What you will do:
[A] Answer each of these questions about the post on the SubPop comedy album in a few words, putting each answer on its own line: (i) Who confirmed that SubPop plans to release a comedy album? (ii) Where will the ad for the album run? (iii) Whom had Brian Brewer never heard of until very recently?
[B] Carry on the post about the SubPop comedy album from the point where it stops.

Source excerpt:
# # # # # # #

I’d like to thank one of our readers, a Mr. Brian Brewer, for confirming that, yes, SubPop is in fact planning to release a comedy album in the next few months. According to Mr. Brewer, the album will be by David Cross, one of the two men behind the former HBO series, “Mr. Show.” I have never seen “Mr. Show,” being as I am occupied with tracking down the distant relatives of Don Knotts and former co-workers of Andy Kaufmann for interviews, but I understand from friends who are a bit more “with it” that this show of Mr. Cross’s was something quite special. At any rate, it looks as though we will be running an ad for Mr. Cross’s new SubPop album on the back cover of “Crimewave USA” #14. (If the good folks at SubPop would like to send me a copy, well, I’d be more than happy to review it here.)

As long as I just mentioned Brian Brewer, I think it’s probably worth noting that he had, until very recently, never heard of Mark Maynard and I had, until just now, never heard of him.

# # # # # # #

Provided material:
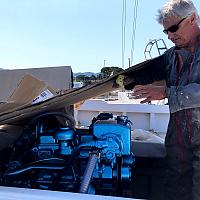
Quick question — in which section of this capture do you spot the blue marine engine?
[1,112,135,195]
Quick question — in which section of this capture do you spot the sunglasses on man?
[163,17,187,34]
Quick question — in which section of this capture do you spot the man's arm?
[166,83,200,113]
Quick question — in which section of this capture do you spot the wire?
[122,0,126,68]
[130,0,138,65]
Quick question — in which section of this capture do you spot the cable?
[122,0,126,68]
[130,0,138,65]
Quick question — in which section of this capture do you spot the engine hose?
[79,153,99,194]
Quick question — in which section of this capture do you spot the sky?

# # # # # # #

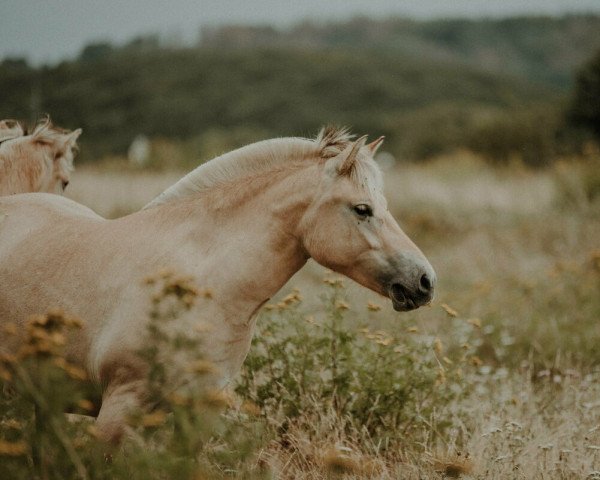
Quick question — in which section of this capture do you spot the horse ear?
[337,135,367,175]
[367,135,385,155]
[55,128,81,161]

# # # # # # #

Answers to the tasks:
[A]
(i) Brian Brewer
(ii) On the back cover of "Crimewave USA" #14
(iii) Mark Maynard

[B]
Isn’t the internet great? I just launch a page and ask a question and within hours, if not minutes, I receive an answer back from a person I did not even know existed one minute earlier. And all of this happened for free, and without advertising. I just put this page up on blogspot and people, I imagine, found it at random. I find that fascinating. I know it’s not “shit your pants funny,” but it’s interesting.

I’ll try to come up with some “shit your pants funny” stuff tomorrow. I promise.

The important thing to keep in mind now is that SubPop is going to cut me a check. That’s good news for me, and what’s good for me, is good for America.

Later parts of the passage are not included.